| Source extract |
--------------------------------

Signalling (private responses to asymmetric information)

-A private response to the problem of asymmetric information in which participants with more information communicate this information to the other party. -In which participants have asymmetric information before the transaction, the party with more information can communicate, or signal, which 'type' they belong to -Most efficient with adverse selection

Provision of information (asymmetric information)

-Government can directly provide information to combat asymmetric information. -Examples of information provision by the government include public health campaigns, information about city planning and public projects, public tenders and changes of legislation or regulation. All of these increase the information available to the public, lessening the problem of asymmetric information.

Example of adverse selection

-If insurance companies do not ask probing questions about people's lifestyles to ascertain whether people live healthily or not, then health insurance prices will be the same for people living healthy lifestyles as for people who have less healthy lifestyles or underlying health conditions. People who think their health is at risk due to a less healthy lifestyle or existing health conditions will be more likely to buy health insurance. They will also be more at risk of illnesses and accidents, which will increase the costs to the insurance company. This means that insurance companies will want to increase the prices of their health insurance, making it unnecessarily expensive for people with healthy lifestyles to purchase insurance. Consequently, there is adverse selection, as people who are less healthy will buy health insurance.

Legislation (asymmetric information)

--------------------------------

| Given records |

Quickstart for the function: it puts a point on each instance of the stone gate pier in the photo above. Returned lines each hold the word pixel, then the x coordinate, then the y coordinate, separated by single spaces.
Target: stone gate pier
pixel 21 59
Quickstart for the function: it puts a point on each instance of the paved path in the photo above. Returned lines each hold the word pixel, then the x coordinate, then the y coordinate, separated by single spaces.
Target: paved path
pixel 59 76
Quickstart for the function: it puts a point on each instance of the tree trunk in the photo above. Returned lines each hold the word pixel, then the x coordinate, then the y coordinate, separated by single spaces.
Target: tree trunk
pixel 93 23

--------------------------------

| Tasks for this exercise |
1. What are all the examples of information provision by the government that the notes on asymmetric information list?
2. Print the part of the notes on asymmetric information that opens with the words containing "-If insurance companies" and closes with "Legislation (asymmetric information)".

| Task responses |
1.
- Public health campaigns
- Information about city planning and public projects
- Public tenders
- Changes of legislation or regulation

2.
-If insurance companies do not ask probing questions about people's lifestyles to ascertain whether people live healthily or not, then health insurance prices will be the same for people living healthy lifestyles as for people who have less healthy lifestyles or underlying health conditions. People who think their health is at risk due to a less healthy lifestyle or existing health conditions will be more likely to buy health insurance. They will also be more at risk of illnesses and accidents, which will increase the costs to the insurance company. This means that insurance companies will want to increase the prices of their health insurance, making it unnecessarily expensive for people with healthy lifestyles to purchase insurance. Consequently, there is adverse selection, as people who are less healthy will buy health insurance.

Legislation (asymmetric information)